Assigned task:
Rewrite the forum comments starting at "You might also get" and ending at "see their specifics.", changing "proportions" to "dimensions".

-- Text passage follows --

Third: I am not absolutely sure anyone should be anonymous in public. (Think back to small towns where everyone knew everyone else, and the “strangers” were clearly identifiable.) Yes, this could suppress some forms of political dissent, but that’s why we have The First Amendment.
I’m not certain I understand exactly how facial recognition is anything more than an enhancement in public presence of people who already exist. Not all “police” are bad and the bad ones can already do plenty of bad with the technology they already have. Their behavior is a question of morality and not of technology. The real problem might come when people relinquish their judgment to a machine.
November 1st, 2008 at 2:16 pm
Nice post. If you were using a language like C++, you might want to look at an article by Herb Sutter on Dr. Dobb’s Journal regarding cache issues and how to help your parallel/multi-threaded application scale in newer multi-core systems.
You might also want to think about “zipping” through the data and storing the features to be compared adjacent to one another (using tuples or a struct that contains both elements) and then looping through the zipped tuples one by one. This is also cache-friendly and allows you to write a better more readable loop (of course, this means you’ll need to copy features instead of refer to them by pointer).
You might also get better performance out of an optimizing compiler (something better than GCC, like Intel’s C++ compiler (again only if you’re using C++)).
November 6th, 2008 at 4:19 am
Thanks for correcting my big O notation.
Why can’t you do a Checksum on a face?
I guess you could do a checksum on the proportions of a face. If you make that general enough, you should be able to group people so you can find a number of similar people in one go. Then do the same on a more specific feature of the face, going down three or four levels (face, nose, eyes, ears…). The last step would then be to cycle through the last subgroup an see their specifics.
My 0,02€
January 1st, 2010 at 10:44 pm
Every new technology is a double-edged sword when placed in the hands of humanity. It’s not the technology that is the problem. It is simply human nature. There will always be those who use something for good and those that use the same thing for evil.
If we didn’t develop new technologies we wouldn’t be human, because our curiosity and ingenuity is part of what makes us human. Evolution results from need. For further explanation refer to Maslow’s hierarchy of needs (Wikipedia has an article).
A good example of the argument between whether something that could be developed should be developed is the case for cloning. Ian Malcolm in the Jurassic Park movie made this argument, but he is a little hypocritical as a mathemetician using all the combined knowledge of those mathemeticians before him to develop his chaos theory, with no concern for how his theory will be used (which may have hypothetically been the new doomsday weapons of tomorrow).
Technology is a natural human pursuit, and saying that one technology is more evil than another is just demonstrating ignorance as to how each technology could possibly be used. It would be easy to argue that nuclear weapons are worse than farming crops, but the technology tree leading to nuclear weapons would not have been possible without the development of fertilizers. All technology development is interrelated by ancestor technologies. If you oppose one technology, you may as well oppose all technologies, but to do that without being a hypocrit you would have to forfeit all use of technology (including the use of a PC and the Internet required to post in this forum).

-- Text passage concluded --
-- Excerpted records follows --

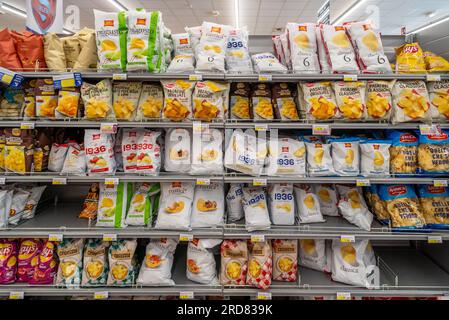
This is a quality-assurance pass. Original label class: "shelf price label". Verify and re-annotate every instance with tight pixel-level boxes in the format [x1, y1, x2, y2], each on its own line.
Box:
[427, 236, 443, 244]
[9, 291, 25, 300]
[179, 291, 193, 300]
[340, 234, 355, 243]
[312, 124, 331, 136]
[337, 292, 351, 300]
[257, 292, 271, 300]
[94, 291, 109, 300]
[48, 233, 64, 242]
[51, 178, 67, 186]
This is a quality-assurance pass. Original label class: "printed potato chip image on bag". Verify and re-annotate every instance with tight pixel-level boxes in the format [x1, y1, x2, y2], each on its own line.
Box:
[379, 185, 426, 229]
[220, 240, 248, 286]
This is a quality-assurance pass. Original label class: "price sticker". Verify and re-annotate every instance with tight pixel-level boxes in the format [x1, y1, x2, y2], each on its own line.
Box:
[253, 178, 267, 187]
[20, 122, 34, 130]
[48, 233, 64, 242]
[426, 74, 441, 82]
[179, 233, 193, 241]
[433, 180, 447, 187]
[251, 234, 265, 243]
[259, 74, 273, 82]
[312, 124, 331, 136]
[103, 233, 117, 241]
[112, 73, 128, 80]
[343, 74, 358, 82]
[51, 178, 67, 186]
[9, 291, 25, 300]
[196, 178, 210, 186]
[337, 292, 351, 300]
[355, 179, 371, 187]
[100, 123, 118, 134]
[179, 291, 193, 300]
[257, 292, 271, 300]
[340, 234, 355, 243]
[189, 73, 203, 81]
[94, 291, 109, 300]
[427, 236, 443, 244]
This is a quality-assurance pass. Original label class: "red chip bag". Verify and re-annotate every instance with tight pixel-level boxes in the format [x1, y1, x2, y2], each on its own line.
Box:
[0, 28, 22, 71]
[11, 31, 47, 71]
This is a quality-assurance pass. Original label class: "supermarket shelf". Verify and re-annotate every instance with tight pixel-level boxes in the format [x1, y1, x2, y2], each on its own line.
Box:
[0, 202, 223, 239]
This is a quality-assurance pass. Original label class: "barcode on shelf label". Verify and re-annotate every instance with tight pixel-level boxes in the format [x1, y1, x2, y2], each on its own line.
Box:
[100, 123, 118, 134]
[253, 178, 267, 187]
[112, 73, 128, 80]
[254, 123, 268, 131]
[179, 233, 193, 241]
[196, 178, 210, 186]
[104, 178, 119, 186]
[179, 291, 193, 300]
[340, 234, 355, 243]
[337, 292, 351, 300]
[51, 178, 67, 186]
[48, 233, 64, 242]
[9, 291, 25, 300]
[94, 291, 109, 300]
[343, 74, 358, 81]
[103, 233, 117, 241]
[355, 179, 371, 187]
[20, 122, 34, 130]
[251, 234, 265, 242]
[257, 292, 271, 300]
[426, 74, 441, 81]
[312, 124, 331, 136]
[433, 180, 447, 187]
[427, 236, 443, 244]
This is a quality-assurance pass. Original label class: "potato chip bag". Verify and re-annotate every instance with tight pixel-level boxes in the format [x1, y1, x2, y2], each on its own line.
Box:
[427, 80, 449, 121]
[395, 42, 426, 73]
[337, 185, 373, 231]
[154, 181, 195, 230]
[298, 82, 340, 120]
[379, 185, 426, 229]
[195, 22, 231, 72]
[418, 130, 449, 173]
[246, 241, 273, 290]
[268, 183, 295, 226]
[135, 82, 164, 121]
[345, 22, 392, 73]
[220, 240, 248, 286]
[272, 239, 298, 282]
[192, 80, 226, 121]
[312, 184, 339, 216]
[293, 184, 324, 223]
[81, 239, 109, 287]
[329, 138, 360, 176]
[242, 187, 271, 231]
[81, 79, 115, 120]
[55, 239, 84, 288]
[360, 140, 391, 177]
[137, 238, 178, 286]
[387, 131, 418, 174]
[29, 240, 58, 284]
[0, 239, 19, 284]
[186, 239, 222, 285]
[94, 9, 128, 70]
[321, 24, 359, 73]
[161, 80, 195, 121]
[391, 80, 431, 124]
[226, 27, 253, 74]
[285, 22, 320, 73]
[107, 239, 137, 286]
[164, 128, 192, 172]
[332, 240, 379, 288]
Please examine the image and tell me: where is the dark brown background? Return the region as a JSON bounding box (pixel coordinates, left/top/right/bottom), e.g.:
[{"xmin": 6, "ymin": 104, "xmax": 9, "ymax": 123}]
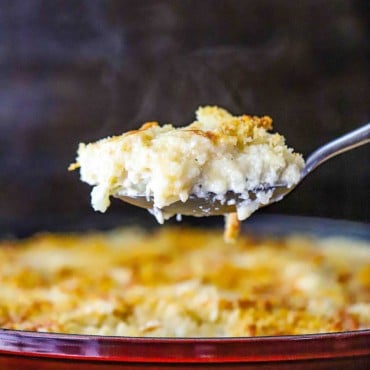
[{"xmin": 0, "ymin": 0, "xmax": 370, "ymax": 235}]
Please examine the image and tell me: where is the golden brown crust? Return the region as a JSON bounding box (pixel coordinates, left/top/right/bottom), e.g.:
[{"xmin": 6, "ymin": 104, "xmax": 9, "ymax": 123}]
[{"xmin": 0, "ymin": 228, "xmax": 370, "ymax": 337}]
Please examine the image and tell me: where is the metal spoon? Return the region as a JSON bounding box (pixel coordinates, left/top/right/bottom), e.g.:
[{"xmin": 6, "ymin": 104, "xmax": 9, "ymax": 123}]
[{"xmin": 115, "ymin": 123, "xmax": 370, "ymax": 216}]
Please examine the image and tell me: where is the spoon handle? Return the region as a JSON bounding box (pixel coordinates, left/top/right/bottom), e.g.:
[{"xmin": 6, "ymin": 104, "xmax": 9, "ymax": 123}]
[{"xmin": 302, "ymin": 123, "xmax": 370, "ymax": 178}]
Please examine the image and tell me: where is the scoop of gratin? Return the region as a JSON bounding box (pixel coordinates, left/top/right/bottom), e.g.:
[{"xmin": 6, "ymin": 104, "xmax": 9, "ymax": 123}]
[{"xmin": 70, "ymin": 106, "xmax": 304, "ymax": 241}]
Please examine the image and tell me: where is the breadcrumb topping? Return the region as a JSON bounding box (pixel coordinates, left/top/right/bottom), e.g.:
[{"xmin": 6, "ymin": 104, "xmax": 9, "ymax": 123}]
[
  {"xmin": 0, "ymin": 227, "xmax": 370, "ymax": 337},
  {"xmin": 70, "ymin": 106, "xmax": 304, "ymax": 239}
]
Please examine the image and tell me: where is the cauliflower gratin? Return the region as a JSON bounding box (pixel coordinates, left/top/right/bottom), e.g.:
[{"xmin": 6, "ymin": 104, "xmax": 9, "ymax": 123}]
[
  {"xmin": 70, "ymin": 106, "xmax": 304, "ymax": 243},
  {"xmin": 0, "ymin": 228, "xmax": 370, "ymax": 337}
]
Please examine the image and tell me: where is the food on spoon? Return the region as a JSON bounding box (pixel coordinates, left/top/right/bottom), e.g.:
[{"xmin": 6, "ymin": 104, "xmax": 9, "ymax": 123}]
[{"xmin": 70, "ymin": 106, "xmax": 304, "ymax": 240}]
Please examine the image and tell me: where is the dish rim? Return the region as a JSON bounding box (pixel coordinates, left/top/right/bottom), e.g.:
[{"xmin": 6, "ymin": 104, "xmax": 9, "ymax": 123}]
[{"xmin": 0, "ymin": 215, "xmax": 370, "ymax": 363}]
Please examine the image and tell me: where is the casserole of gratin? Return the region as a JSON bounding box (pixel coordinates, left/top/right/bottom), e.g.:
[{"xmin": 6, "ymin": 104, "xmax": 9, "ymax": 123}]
[{"xmin": 0, "ymin": 227, "xmax": 370, "ymax": 337}]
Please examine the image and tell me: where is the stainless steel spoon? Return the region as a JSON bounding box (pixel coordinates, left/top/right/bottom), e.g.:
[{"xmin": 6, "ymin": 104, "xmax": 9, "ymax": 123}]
[{"xmin": 115, "ymin": 123, "xmax": 370, "ymax": 216}]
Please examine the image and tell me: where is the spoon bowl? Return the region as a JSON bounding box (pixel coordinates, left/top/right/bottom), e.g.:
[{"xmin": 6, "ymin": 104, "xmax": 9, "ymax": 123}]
[{"xmin": 114, "ymin": 123, "xmax": 370, "ymax": 217}]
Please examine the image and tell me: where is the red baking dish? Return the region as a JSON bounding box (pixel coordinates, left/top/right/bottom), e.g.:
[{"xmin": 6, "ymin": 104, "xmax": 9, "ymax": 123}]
[{"xmin": 0, "ymin": 216, "xmax": 370, "ymax": 369}]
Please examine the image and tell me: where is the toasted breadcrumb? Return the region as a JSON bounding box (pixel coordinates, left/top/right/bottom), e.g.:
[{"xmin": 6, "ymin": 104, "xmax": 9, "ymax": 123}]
[
  {"xmin": 70, "ymin": 106, "xmax": 304, "ymax": 240},
  {"xmin": 0, "ymin": 227, "xmax": 370, "ymax": 337}
]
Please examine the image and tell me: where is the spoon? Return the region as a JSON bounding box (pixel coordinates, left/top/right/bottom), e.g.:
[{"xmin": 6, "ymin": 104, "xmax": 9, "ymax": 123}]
[{"xmin": 115, "ymin": 123, "xmax": 370, "ymax": 216}]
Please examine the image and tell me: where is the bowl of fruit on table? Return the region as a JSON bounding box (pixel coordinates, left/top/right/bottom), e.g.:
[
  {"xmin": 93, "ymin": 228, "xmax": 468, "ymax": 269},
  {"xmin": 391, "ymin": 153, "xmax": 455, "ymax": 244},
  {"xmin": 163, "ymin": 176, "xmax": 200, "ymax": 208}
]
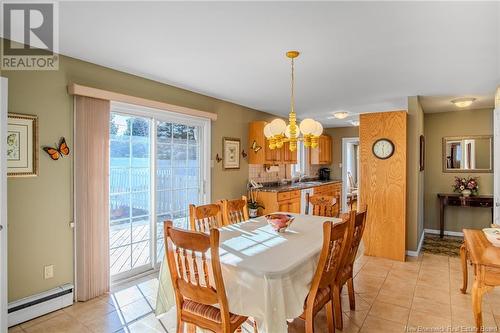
[{"xmin": 265, "ymin": 214, "xmax": 295, "ymax": 232}]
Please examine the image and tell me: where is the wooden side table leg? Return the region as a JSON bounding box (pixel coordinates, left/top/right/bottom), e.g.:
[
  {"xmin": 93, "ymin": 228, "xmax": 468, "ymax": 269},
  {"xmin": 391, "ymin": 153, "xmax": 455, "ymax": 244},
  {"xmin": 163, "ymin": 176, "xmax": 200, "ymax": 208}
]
[
  {"xmin": 460, "ymin": 242, "xmax": 469, "ymax": 294},
  {"xmin": 472, "ymin": 279, "xmax": 483, "ymax": 332},
  {"xmin": 472, "ymin": 265, "xmax": 493, "ymax": 332},
  {"xmin": 439, "ymin": 198, "xmax": 445, "ymax": 238}
]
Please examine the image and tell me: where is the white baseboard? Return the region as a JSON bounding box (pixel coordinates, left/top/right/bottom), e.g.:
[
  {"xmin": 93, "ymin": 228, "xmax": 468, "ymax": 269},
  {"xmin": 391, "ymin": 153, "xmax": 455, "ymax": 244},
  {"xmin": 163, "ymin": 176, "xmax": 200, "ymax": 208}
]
[
  {"xmin": 406, "ymin": 230, "xmax": 425, "ymax": 257},
  {"xmin": 8, "ymin": 284, "xmax": 73, "ymax": 327},
  {"xmin": 424, "ymin": 229, "xmax": 464, "ymax": 237}
]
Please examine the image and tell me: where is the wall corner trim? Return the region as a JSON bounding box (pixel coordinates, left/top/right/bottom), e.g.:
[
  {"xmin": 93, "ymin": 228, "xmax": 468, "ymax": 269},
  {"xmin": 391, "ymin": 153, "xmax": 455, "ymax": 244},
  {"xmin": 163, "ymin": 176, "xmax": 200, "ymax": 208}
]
[{"xmin": 68, "ymin": 83, "xmax": 217, "ymax": 120}]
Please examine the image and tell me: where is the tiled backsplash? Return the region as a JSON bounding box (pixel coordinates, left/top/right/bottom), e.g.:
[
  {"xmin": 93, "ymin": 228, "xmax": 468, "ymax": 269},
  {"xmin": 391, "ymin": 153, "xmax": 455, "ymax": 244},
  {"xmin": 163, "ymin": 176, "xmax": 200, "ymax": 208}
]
[
  {"xmin": 248, "ymin": 164, "xmax": 323, "ymax": 183},
  {"xmin": 248, "ymin": 164, "xmax": 290, "ymax": 183}
]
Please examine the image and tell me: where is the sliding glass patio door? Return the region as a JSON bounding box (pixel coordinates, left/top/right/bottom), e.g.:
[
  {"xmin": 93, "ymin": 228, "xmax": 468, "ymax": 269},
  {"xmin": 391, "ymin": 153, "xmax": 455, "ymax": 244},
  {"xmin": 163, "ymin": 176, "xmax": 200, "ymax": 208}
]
[{"xmin": 109, "ymin": 103, "xmax": 210, "ymax": 280}]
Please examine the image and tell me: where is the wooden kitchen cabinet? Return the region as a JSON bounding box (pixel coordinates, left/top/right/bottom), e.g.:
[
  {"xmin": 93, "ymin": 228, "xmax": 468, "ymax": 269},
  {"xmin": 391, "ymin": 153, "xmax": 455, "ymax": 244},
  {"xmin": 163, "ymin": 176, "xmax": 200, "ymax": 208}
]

-- Excerpted records concluded --

Solution to the exercise:
You might also get better performance out of an optimizing compiler (something better than GCC, like Intel’s C++ compiler (again only if you’re using C++)).
November 6th, 2008 at 4:19 am
Thanks for correcting my big O notation.
Why can’t you do a Checksum on a face?
I guess you could do a checksum on the dimensions of a face. If you make that general enough, you should be able to group people so you can find a number of similar people in one go. Then do the same on a more specific feature of the face, going down three or four levels (face, nose, eyes, ears…). The last step would then be to cycle through the last subgroup an see their specifics.